§ PROBLEM
Can you write out, word for word, the lines of the listing from the one containing "Pick out the blue banner" through the one containing "pixel 411 369", with both of those lines included?

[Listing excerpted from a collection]
◆ ◆ ◆

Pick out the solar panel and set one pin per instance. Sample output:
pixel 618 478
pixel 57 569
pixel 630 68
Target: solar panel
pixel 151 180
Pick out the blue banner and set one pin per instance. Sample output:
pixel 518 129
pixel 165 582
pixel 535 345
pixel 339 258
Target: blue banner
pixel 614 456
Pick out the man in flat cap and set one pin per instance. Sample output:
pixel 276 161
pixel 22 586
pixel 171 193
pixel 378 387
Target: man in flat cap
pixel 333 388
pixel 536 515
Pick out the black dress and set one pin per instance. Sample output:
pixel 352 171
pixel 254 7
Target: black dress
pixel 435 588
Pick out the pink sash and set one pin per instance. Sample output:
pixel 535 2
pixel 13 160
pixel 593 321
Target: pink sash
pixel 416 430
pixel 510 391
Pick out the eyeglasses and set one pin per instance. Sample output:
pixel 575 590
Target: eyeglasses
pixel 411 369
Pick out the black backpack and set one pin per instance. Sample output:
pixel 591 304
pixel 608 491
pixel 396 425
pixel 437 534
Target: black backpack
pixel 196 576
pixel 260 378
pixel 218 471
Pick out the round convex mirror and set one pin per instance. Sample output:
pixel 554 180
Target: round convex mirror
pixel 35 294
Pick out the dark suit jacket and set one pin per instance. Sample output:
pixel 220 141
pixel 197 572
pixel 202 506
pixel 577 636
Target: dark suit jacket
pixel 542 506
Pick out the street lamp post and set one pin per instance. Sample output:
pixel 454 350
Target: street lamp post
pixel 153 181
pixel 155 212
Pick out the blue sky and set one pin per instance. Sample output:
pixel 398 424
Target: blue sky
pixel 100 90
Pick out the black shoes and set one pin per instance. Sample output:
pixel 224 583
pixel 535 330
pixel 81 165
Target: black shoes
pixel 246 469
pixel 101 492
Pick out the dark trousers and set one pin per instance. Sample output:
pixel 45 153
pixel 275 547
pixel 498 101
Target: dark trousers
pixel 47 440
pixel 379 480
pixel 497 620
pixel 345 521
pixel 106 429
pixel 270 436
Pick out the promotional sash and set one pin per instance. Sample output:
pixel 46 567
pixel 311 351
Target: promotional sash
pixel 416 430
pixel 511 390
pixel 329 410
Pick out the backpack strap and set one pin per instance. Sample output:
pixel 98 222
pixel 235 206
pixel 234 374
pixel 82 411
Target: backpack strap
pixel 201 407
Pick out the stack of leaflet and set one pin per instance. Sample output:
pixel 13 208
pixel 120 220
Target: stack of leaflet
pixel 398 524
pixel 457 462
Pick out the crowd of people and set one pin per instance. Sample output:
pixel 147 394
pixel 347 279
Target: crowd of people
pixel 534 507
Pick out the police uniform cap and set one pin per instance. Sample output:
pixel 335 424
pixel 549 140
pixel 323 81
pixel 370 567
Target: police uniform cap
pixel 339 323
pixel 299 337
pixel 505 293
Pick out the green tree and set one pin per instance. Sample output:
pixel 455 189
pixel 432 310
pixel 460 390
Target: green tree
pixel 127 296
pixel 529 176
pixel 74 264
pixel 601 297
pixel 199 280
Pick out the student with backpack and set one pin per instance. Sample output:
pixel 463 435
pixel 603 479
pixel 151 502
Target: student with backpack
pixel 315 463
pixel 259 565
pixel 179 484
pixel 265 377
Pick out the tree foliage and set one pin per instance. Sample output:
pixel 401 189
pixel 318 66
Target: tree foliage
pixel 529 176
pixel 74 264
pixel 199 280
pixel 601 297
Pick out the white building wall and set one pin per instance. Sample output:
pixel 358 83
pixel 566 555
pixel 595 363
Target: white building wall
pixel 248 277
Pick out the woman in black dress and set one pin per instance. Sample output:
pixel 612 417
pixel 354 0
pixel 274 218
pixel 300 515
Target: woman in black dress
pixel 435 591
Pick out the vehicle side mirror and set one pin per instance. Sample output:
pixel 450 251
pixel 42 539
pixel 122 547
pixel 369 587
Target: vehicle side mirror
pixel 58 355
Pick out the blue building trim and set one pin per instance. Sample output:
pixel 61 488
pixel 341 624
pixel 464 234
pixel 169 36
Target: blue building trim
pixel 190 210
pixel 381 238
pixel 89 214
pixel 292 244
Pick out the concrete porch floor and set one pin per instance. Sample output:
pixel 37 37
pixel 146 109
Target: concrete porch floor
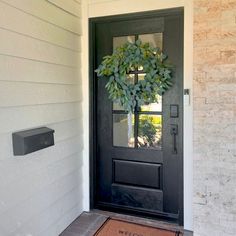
pixel 89 222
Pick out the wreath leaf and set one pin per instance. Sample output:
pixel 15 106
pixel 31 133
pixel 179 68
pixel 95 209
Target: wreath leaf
pixel 128 58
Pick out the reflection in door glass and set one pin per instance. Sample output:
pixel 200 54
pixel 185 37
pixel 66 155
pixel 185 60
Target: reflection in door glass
pixel 155 107
pixel 116 106
pixel 155 40
pixel 119 41
pixel 150 131
pixel 123 130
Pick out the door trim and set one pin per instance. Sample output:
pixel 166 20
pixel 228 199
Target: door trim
pixel 92 108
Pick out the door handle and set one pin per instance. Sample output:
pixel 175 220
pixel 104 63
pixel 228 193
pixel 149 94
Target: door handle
pixel 174 132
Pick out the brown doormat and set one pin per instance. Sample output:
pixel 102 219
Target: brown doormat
pixel 113 227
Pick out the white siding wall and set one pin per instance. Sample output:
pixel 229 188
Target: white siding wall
pixel 40 193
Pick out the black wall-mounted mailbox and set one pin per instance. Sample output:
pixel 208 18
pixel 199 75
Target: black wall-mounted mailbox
pixel 32 140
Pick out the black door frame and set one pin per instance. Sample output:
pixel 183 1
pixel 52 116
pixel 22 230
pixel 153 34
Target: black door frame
pixel 92 103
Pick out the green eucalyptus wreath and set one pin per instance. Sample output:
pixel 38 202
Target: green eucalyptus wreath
pixel 125 60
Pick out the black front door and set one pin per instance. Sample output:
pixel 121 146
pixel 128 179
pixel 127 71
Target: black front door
pixel 138 158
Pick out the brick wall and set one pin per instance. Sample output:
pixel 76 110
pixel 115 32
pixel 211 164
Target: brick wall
pixel 214 117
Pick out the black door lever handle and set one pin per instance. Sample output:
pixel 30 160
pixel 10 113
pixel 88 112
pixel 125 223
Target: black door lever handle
pixel 174 132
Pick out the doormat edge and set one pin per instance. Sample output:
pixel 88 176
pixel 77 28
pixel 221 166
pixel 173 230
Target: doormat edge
pixel 177 232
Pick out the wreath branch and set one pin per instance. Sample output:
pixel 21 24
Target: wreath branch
pixel 128 58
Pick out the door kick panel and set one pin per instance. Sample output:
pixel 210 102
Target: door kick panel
pixel 137 173
pixel 133 197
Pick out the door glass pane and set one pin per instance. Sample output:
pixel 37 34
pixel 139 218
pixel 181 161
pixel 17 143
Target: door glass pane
pixel 157 106
pixel 155 40
pixel 150 131
pixel 123 130
pixel 116 106
pixel 119 41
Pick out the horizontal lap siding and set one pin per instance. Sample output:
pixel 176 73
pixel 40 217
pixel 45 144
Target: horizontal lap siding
pixel 40 85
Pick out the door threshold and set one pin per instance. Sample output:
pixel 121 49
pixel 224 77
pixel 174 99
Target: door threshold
pixel 140 220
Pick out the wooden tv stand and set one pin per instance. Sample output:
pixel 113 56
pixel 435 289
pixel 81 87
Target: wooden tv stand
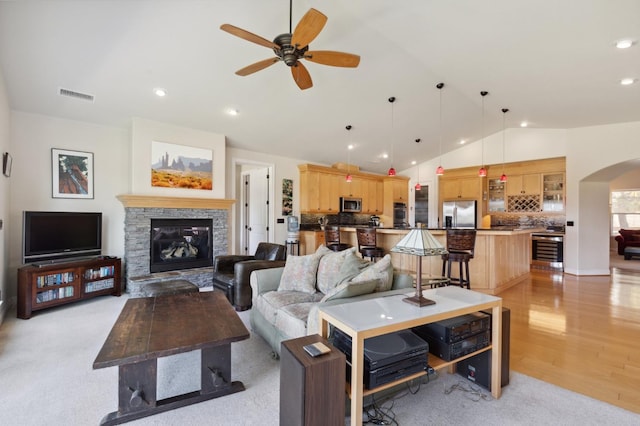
pixel 47 285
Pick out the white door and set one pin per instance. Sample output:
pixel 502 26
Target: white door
pixel 256 205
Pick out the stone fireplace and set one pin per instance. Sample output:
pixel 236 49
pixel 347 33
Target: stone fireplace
pixel 138 248
pixel 177 244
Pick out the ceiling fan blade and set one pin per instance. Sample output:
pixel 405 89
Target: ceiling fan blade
pixel 246 35
pixel 250 69
pixel 335 59
pixel 308 28
pixel 301 76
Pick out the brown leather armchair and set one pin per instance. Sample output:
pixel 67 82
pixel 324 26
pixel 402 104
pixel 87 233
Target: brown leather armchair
pixel 231 272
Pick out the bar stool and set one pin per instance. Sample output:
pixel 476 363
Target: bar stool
pixel 367 243
pixel 332 238
pixel 460 245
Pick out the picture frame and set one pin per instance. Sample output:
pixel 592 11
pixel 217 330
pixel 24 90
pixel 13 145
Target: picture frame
pixel 71 174
pixel 177 166
pixel 7 162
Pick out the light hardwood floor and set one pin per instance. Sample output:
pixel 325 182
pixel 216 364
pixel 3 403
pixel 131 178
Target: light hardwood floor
pixel 580 333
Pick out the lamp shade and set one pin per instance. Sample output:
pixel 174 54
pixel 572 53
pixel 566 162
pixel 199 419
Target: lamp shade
pixel 419 242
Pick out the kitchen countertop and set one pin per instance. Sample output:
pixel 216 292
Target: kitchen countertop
pixel 496 229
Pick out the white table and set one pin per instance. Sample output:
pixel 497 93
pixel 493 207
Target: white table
pixel 374 317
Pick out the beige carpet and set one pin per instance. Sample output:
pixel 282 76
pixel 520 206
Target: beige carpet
pixel 46 379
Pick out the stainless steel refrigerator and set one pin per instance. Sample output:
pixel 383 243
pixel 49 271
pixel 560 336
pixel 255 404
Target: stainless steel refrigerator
pixel 460 214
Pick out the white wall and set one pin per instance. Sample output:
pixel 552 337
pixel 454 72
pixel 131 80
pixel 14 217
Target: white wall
pixel 32 137
pixel 5 119
pixel 283 167
pixel 588 150
pixel 593 149
pixel 521 144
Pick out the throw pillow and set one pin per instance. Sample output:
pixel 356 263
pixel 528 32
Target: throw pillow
pixel 351 267
pixel 351 289
pixel 299 273
pixel 329 269
pixel 381 270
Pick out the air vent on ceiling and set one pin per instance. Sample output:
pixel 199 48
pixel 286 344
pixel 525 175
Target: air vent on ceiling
pixel 77 95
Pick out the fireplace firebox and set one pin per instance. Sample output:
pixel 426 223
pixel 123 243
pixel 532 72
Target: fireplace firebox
pixel 180 244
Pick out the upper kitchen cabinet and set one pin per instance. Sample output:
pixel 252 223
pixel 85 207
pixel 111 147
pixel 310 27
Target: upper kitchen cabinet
pixel 461 188
pixel 528 184
pixel 553 192
pixel 497 200
pixel 396 189
pixel 372 196
pixel 321 189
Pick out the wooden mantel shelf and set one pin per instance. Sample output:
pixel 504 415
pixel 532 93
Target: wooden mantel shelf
pixel 129 200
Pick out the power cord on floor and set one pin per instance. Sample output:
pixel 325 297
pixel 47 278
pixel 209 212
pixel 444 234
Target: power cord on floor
pixel 472 392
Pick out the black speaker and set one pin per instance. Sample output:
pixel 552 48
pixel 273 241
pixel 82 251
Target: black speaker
pixel 478 367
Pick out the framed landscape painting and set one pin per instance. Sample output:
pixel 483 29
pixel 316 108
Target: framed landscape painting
pixel 72 174
pixel 179 166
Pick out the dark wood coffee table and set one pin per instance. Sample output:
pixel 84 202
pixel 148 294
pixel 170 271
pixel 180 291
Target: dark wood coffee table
pixel 154 327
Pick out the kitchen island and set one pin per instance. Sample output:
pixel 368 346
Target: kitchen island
pixel 502 255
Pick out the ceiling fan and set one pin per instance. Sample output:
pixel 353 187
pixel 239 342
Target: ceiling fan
pixel 291 47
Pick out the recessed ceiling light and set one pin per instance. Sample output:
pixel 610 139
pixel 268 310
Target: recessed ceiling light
pixel 624 44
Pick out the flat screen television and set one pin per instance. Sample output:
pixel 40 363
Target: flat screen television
pixel 56 236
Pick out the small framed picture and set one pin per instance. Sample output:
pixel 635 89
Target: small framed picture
pixel 72 174
pixel 6 164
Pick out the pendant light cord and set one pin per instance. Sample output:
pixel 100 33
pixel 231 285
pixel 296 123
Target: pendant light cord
pixel 504 129
pixel 483 94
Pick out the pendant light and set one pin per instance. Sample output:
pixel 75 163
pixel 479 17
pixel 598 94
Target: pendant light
pixel 392 171
pixel 440 169
pixel 418 186
pixel 483 171
pixel 503 178
pixel 349 178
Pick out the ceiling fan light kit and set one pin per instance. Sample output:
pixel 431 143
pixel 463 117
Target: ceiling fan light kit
pixel 292 47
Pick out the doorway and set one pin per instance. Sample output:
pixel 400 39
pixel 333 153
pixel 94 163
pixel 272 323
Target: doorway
pixel 255 206
pixel 421 203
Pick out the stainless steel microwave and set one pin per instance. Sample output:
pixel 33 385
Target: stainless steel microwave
pixel 350 205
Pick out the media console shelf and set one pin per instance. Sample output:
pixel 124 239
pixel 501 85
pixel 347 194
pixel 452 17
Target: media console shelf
pixel 373 317
pixel 49 285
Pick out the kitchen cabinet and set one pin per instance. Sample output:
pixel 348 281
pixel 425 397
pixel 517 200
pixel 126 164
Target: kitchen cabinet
pixel 372 196
pixel 463 188
pixel 396 188
pixel 321 189
pixel 351 189
pixel 553 192
pixel 496 195
pixel 528 184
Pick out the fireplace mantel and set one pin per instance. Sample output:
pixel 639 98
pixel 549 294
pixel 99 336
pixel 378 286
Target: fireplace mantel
pixel 130 200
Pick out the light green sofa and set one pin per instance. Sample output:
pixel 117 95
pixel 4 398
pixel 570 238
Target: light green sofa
pixel 279 314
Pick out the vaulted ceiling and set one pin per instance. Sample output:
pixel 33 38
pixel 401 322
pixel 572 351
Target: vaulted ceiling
pixel 553 63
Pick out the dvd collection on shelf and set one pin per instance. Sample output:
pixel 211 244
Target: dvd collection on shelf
pixel 99 285
pixel 54 294
pixel 103 271
pixel 55 279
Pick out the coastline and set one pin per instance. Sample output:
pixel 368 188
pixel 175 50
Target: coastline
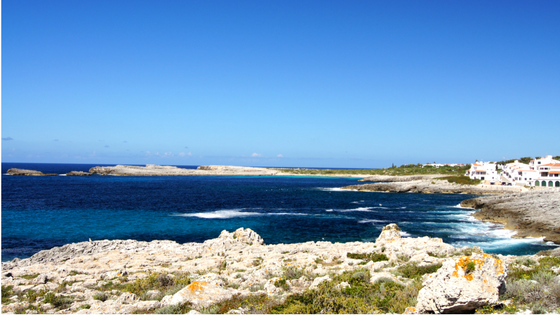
pixel 105 276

◆ ◆ ◆

§ FINAL RESULT
Pick out the blue banner and set one pin per instance. Sample output:
pixel 518 129
pixel 165 582
pixel 535 345
pixel 339 258
Target: blue banner
pixel 614 456
Pick out the man in flat cap and set one pin per instance. Sample output:
pixel 276 161
pixel 22 586
pixel 171 193
pixel 378 387
Target: man in flat cap
pixel 333 388
pixel 536 515
Pick out the black dress and set one pin per instance. Sample output:
pixel 352 171
pixel 254 7
Target: black dress
pixel 435 588
Pick out the pink sash and set one pin per instance. Sample output:
pixel 535 2
pixel 13 160
pixel 593 321
Target: pink sash
pixel 416 430
pixel 510 391
Pick out the eyeglasses and set one pin per instance. Sample output:
pixel 575 590
Target: eyeglasses
pixel 411 369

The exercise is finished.